**What is expected**
Hand back all records exactly, pictures omitted.

[Photo-based referring expression data]
++++++++++++++++++++
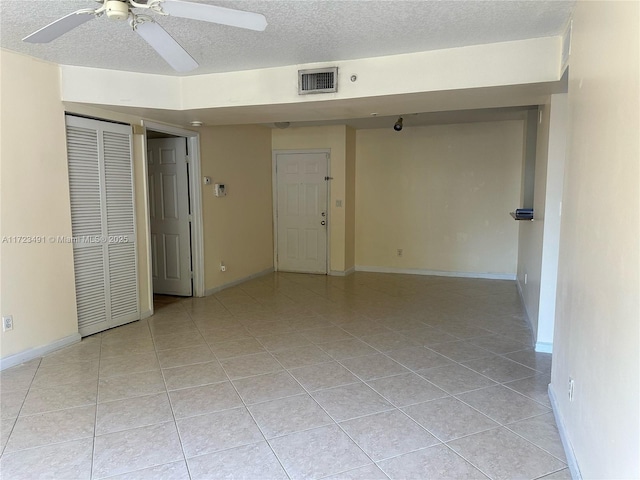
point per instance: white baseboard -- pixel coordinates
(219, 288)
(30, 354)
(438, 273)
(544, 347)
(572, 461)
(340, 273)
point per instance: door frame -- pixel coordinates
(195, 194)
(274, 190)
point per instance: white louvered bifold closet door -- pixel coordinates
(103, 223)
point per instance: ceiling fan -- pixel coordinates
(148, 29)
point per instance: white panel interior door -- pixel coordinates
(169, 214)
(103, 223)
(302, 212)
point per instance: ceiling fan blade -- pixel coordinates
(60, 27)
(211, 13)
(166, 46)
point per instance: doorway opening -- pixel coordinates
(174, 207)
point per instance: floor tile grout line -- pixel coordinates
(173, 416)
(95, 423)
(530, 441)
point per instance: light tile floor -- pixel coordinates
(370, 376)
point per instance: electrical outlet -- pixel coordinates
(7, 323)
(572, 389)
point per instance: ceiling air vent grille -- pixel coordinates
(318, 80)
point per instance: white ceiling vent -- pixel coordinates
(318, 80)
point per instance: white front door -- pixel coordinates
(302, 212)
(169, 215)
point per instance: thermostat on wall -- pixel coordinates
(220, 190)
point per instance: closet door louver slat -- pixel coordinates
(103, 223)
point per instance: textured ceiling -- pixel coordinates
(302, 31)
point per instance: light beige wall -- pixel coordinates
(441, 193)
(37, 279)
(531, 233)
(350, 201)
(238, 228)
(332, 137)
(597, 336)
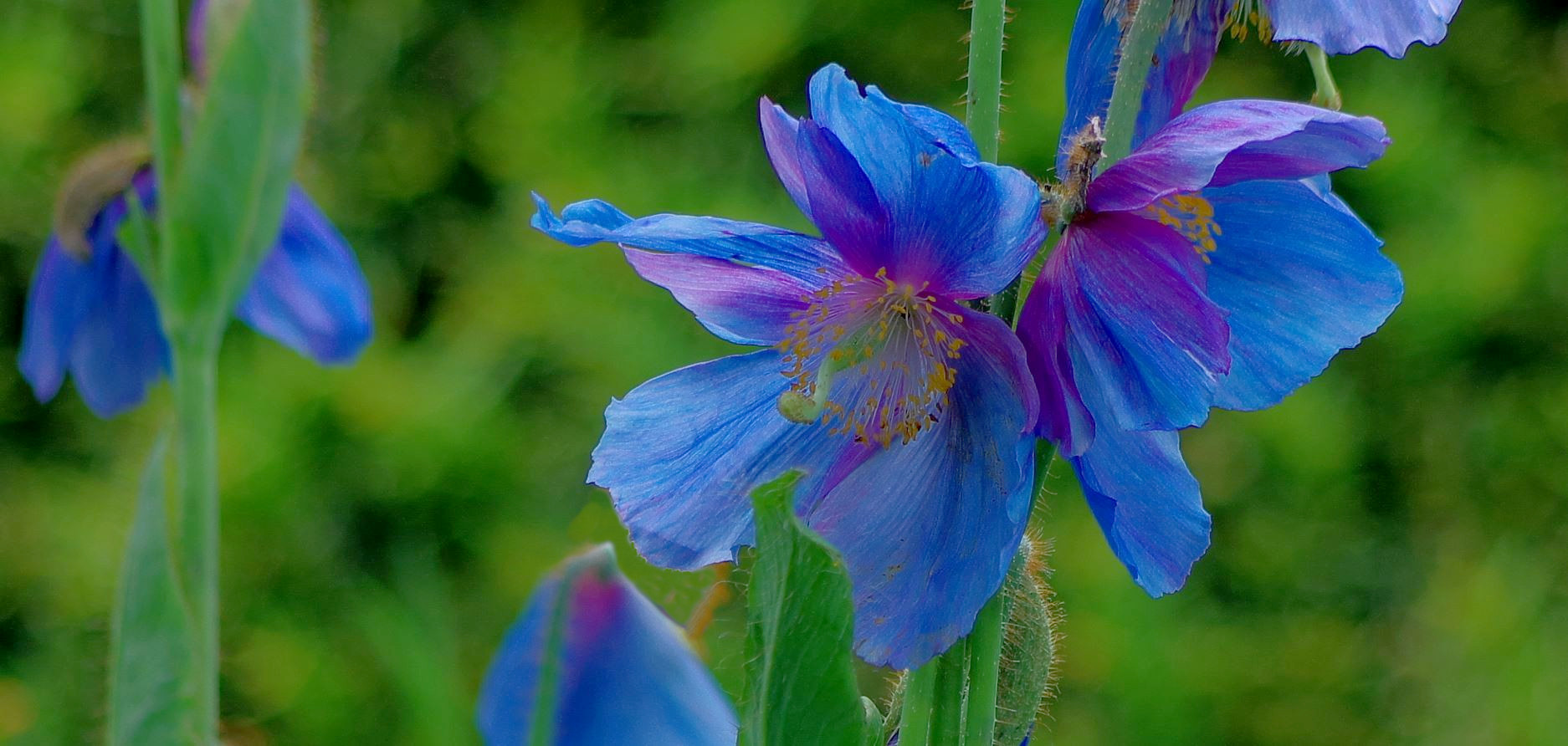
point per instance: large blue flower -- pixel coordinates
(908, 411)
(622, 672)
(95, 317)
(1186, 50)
++++++++++++++++++++
**Answer below**
point per instance: white baseboard -- pixel coordinates
(219, 288)
(30, 354)
(438, 273)
(544, 347)
(572, 461)
(340, 273)
point per instance: door frame -- pixel coordinates
(195, 194)
(274, 190)
point per instance: white louvered bifold closet door -- pixel coordinates
(103, 223)
point per instance: ceiling fan -- pixel coordinates
(148, 29)
point per instance: white panel interior door -- pixel coordinates
(169, 214)
(103, 223)
(302, 212)
point per instance: ceiling fan blade -- pixel coordinates
(60, 27)
(211, 13)
(166, 46)
point per instance: doorway opening -- pixel coordinates
(174, 207)
point per instance: floor tile grout line -- pixel coordinates
(173, 416)
(95, 423)
(530, 441)
point per instance: light tile floor -- pixel coordinates
(370, 376)
point per instance: electrical outlet -- pixel coordinates
(7, 323)
(572, 389)
point per instance: ceiling air vent grille -- pixel coordinates
(318, 80)
point per instance: white ceiling vent -- pixel coordinates
(318, 80)
point per instance: white front door -- pixel coordinates
(302, 212)
(169, 215)
point per instance: thermostat on wall -- pixel coordinates
(220, 190)
point per instance: closet door louver slat -- pixel coordinates
(103, 223)
point per instance: textured ceiling -- pixel coordinates
(302, 31)
point per instance: light beige wall -- pixel coordinates
(441, 193)
(37, 279)
(531, 233)
(350, 201)
(238, 228)
(332, 137)
(597, 336)
point per instance: large blue flower -- pixel coordinates
(908, 411)
(622, 672)
(95, 317)
(1186, 50)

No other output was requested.